That grew a little bit and got a little bit closer with Charlie’s announcement to expand to two cars and needing staff, and then at one point we agreed to a part time two or three day a week role within the team.
But that changed a couple of weeks ago with the amount of weight that Charlie was having to acquire on his shoulders and how busy he is becoming.
It seemed like a natural thing. A couple of weeks ago he happened to mention that the (relationship manager) job would become full-time and I guess it was clearly obvious that there was no way that you could fulfil that obligation and do the correct job with Frosty (Mark Winterbottom) co-driving.
And when it was put to me I went home, had a chat to Ange (wife) and rang dad, had a chat to him about it.
It just seemed to me the more I spoke about it, that my Supercar driving career is closer to the end than the beginning, and that it was too good an opportunity to pass up.
It keeps me involved in the sport that I love. It allows me to I guess, call on all of the skills I’ve learned over the past 25 years in the sport to keep building on the relationships that I’ve already got, and become part of a team on the rise.
SPEEDCAFE: Can you tell us a bit about this role at Team 18? What does it entail?
RICHARDS: It’s dealing directly with Charlie and the team’s commercial partnerships and it’s also supporting the engineering group.
It’s a bit overarching but it’s probably more focused day-to-day on maintaining those team partnerships, but also looking to build new ones moving forward.
The exciting part of the whole thing is that the role really is one that I can build into my own. We’ve got lots of recruiting going on at the moment and it’s a good time to be involved with the team.
Sure, there’s a lot of work going on in the background but great timing. I’ll be working alongside two good drivers with Frosty and Scott Pye and even being a sounding board for them.

**Data supplied:**
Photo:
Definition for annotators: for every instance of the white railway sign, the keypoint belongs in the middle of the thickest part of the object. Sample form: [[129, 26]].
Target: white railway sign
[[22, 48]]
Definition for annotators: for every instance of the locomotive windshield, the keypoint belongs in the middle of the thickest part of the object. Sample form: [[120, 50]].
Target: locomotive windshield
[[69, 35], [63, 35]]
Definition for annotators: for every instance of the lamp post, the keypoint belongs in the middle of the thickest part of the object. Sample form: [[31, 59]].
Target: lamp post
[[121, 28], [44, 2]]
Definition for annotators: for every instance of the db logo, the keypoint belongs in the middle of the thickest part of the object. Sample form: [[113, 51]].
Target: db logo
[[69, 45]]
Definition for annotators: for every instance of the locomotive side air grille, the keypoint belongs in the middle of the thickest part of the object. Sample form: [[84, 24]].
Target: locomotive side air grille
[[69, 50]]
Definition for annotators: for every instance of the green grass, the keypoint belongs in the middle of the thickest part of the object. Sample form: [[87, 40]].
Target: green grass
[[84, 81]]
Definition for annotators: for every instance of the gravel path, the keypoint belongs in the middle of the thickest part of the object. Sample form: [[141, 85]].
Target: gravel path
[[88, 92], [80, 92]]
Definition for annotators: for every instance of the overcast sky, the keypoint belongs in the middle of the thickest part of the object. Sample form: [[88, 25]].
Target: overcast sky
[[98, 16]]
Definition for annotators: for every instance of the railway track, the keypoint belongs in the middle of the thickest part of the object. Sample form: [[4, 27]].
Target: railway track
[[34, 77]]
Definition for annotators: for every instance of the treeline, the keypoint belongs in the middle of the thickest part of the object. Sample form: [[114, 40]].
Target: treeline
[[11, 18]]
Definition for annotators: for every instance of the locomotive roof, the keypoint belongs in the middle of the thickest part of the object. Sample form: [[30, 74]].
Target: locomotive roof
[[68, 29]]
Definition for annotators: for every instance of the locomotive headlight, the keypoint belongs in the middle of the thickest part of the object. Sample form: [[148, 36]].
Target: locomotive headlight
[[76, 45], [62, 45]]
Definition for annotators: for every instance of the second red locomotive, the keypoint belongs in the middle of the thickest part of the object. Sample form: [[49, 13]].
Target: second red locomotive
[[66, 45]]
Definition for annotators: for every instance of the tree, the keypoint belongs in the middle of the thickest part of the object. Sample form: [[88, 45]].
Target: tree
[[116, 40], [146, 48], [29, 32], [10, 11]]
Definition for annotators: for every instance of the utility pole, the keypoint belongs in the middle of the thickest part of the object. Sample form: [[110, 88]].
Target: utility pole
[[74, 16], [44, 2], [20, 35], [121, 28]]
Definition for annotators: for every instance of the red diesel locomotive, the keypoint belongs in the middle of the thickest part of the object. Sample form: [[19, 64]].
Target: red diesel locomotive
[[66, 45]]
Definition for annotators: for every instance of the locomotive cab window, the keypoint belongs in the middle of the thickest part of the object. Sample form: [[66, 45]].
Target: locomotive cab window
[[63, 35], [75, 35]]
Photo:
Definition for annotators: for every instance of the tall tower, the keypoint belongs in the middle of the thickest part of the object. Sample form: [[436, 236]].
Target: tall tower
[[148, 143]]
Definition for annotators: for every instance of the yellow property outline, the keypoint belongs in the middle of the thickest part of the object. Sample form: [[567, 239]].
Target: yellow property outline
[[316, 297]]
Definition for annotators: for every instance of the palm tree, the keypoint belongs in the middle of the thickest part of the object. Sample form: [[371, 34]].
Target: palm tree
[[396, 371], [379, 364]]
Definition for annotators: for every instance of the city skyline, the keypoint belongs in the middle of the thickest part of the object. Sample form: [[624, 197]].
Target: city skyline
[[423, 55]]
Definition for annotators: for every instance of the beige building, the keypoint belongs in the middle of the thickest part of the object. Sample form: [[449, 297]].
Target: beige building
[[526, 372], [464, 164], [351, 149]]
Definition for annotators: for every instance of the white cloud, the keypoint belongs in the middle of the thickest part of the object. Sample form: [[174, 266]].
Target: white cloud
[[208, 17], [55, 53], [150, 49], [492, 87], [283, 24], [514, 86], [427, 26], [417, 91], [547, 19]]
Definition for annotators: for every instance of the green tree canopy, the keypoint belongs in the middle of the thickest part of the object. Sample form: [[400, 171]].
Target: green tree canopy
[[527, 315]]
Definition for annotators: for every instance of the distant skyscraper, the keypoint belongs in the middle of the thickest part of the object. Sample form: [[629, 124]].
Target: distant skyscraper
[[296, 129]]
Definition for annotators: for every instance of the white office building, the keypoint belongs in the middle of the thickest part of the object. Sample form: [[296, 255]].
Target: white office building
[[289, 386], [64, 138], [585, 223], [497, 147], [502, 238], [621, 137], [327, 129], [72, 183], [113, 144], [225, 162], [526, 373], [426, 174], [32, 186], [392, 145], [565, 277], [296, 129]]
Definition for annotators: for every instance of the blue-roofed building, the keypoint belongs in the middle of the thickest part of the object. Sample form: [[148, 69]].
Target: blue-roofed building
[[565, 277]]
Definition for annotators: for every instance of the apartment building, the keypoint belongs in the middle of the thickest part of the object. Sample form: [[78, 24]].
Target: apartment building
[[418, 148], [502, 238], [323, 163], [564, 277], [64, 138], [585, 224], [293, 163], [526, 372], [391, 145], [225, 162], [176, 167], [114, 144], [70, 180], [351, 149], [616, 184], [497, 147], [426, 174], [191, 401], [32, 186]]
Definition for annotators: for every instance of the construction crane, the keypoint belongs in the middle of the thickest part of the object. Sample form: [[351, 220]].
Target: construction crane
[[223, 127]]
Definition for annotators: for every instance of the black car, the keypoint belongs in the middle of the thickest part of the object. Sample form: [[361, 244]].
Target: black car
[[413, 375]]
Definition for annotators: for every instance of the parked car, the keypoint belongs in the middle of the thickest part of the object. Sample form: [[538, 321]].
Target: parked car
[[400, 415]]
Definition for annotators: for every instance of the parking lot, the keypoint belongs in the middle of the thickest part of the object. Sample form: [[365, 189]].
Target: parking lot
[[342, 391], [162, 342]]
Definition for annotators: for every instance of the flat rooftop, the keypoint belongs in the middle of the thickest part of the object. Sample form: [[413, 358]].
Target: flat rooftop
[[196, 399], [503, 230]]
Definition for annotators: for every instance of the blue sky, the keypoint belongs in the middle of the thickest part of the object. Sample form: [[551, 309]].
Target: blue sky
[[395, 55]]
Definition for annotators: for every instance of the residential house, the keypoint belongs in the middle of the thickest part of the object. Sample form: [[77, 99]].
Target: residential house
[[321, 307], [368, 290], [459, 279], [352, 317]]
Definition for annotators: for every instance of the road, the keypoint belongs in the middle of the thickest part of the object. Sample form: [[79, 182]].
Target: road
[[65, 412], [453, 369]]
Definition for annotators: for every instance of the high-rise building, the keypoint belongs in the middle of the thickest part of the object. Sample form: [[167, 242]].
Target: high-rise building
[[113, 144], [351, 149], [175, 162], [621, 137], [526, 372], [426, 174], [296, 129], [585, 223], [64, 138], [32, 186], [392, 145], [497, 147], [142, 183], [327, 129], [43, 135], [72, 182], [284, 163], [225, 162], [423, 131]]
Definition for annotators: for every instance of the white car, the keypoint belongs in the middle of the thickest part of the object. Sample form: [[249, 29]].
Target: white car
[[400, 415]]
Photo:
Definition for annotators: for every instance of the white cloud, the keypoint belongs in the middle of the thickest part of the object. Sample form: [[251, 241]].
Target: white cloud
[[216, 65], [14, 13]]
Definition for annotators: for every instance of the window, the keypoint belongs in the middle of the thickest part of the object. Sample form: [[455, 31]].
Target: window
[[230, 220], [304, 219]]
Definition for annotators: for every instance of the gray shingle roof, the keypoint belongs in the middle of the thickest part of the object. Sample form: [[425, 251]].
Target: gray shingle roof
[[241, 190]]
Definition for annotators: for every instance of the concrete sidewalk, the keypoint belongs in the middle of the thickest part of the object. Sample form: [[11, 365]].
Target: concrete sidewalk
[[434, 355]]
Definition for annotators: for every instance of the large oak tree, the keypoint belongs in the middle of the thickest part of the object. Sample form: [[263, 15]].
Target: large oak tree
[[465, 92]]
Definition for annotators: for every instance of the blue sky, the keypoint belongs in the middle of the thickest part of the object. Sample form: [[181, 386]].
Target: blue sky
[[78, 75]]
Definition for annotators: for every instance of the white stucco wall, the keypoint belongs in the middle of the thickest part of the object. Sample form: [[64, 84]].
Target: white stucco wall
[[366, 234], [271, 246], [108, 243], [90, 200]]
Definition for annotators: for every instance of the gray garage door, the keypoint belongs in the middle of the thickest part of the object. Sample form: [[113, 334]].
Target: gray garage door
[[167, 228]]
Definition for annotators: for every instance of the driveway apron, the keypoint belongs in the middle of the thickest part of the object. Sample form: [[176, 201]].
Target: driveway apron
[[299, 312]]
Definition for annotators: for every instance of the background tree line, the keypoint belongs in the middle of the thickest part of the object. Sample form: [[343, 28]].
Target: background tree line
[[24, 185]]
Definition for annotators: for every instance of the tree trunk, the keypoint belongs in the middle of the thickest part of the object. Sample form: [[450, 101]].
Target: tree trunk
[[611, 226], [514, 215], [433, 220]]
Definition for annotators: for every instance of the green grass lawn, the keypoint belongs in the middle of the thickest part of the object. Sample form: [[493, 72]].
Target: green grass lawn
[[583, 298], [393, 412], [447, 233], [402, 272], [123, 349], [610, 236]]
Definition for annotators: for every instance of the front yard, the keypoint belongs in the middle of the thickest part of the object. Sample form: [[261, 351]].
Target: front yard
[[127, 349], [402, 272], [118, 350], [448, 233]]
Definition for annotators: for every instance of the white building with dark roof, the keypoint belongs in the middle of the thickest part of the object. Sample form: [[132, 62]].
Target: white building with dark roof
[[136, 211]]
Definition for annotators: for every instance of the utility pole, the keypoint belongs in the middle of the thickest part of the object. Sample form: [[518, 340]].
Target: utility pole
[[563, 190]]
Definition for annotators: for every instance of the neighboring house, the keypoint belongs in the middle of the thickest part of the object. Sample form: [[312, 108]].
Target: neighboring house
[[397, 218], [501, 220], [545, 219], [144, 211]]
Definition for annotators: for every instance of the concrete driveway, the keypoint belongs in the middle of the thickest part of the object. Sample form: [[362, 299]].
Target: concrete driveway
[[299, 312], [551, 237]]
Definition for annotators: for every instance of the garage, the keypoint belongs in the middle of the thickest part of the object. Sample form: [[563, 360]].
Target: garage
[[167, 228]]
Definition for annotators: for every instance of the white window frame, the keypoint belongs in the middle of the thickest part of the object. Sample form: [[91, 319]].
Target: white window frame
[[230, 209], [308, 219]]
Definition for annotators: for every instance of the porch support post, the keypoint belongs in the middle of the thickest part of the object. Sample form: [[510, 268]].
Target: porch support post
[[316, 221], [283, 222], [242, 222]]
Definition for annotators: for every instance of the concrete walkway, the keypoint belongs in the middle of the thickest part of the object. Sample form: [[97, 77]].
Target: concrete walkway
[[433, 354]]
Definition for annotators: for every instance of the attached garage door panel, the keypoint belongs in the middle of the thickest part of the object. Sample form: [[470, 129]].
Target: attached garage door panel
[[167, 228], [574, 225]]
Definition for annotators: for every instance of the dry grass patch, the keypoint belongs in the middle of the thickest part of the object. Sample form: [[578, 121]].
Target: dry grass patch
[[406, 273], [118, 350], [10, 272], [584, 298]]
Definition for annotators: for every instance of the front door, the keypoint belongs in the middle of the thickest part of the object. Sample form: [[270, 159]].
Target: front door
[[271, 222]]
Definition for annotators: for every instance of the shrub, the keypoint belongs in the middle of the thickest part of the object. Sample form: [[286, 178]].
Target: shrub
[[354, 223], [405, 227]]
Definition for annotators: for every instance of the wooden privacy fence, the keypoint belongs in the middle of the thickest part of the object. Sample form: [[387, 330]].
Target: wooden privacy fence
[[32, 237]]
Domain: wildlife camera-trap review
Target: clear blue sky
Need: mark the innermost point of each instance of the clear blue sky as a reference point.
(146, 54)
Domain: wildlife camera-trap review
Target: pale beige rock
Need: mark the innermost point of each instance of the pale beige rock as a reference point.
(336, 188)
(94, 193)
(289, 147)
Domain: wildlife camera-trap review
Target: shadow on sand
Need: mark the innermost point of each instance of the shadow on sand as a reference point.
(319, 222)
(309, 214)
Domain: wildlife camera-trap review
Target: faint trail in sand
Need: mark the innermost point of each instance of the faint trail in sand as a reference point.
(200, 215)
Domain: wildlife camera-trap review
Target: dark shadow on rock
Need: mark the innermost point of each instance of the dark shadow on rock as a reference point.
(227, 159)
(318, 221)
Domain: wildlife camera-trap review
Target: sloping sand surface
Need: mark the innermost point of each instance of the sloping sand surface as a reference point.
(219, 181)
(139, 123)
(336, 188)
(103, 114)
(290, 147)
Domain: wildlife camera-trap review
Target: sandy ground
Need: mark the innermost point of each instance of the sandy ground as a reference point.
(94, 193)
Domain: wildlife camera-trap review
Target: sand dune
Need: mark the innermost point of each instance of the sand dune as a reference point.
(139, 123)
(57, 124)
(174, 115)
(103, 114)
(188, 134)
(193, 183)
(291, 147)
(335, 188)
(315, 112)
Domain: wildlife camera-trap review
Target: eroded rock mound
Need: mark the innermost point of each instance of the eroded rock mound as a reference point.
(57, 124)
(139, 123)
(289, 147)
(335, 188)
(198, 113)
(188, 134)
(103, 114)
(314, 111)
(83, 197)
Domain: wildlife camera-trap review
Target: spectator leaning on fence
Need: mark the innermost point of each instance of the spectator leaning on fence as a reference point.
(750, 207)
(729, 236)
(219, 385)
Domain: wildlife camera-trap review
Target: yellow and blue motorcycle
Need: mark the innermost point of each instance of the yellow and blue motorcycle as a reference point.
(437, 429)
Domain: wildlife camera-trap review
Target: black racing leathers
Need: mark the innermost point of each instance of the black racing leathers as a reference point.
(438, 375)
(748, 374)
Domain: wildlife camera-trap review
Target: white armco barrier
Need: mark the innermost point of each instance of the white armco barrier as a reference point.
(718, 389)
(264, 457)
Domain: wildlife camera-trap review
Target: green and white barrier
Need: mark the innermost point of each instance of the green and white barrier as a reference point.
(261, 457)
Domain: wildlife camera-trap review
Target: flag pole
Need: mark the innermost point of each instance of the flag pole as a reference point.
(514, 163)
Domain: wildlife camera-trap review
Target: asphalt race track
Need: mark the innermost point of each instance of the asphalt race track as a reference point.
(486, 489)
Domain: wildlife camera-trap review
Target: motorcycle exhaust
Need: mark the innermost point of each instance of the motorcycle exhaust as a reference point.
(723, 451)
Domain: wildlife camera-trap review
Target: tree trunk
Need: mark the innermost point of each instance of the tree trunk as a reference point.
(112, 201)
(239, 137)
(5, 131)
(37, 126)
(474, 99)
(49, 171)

**What this exercise asks:**
A – Translate into Spanish the sentence "It seemed like a natural thing." from the interview.
B – Rewrite the part of the interview that opens with the words containing "It keeps me" and closes with "with the team.", substituting "sponsorships" for "partnerships" wherever it occurs.
The listing comes from a separate source unrelated to the interview.

**Solved problems:**
A – Parecía algo natural.

B –
It keeps me involved in the sport that I love. It allows me to I guess, call on all of the skills I’ve learned over the past 25 years in the sport to keep building on the relationships that I’ve already got, and become part of a team on the rise.
SPEEDCAFE: Can you tell us a bit about this role at Team 18? What does it entail?
RICHARDS: It’s dealing directly with Charlie and the team’s commercial sponsorships and it’s also supporting the engineering group.
It’s a bit overarching but it’s probably more focused day-to-day on maintaining those team sponsorships, but also looking to build new ones moving forward.
The exciting part of the whole thing is that the role really is one that I can build into my own. We’ve got lots of recruiting going on at the moment and it’s a good time to be involved with the team.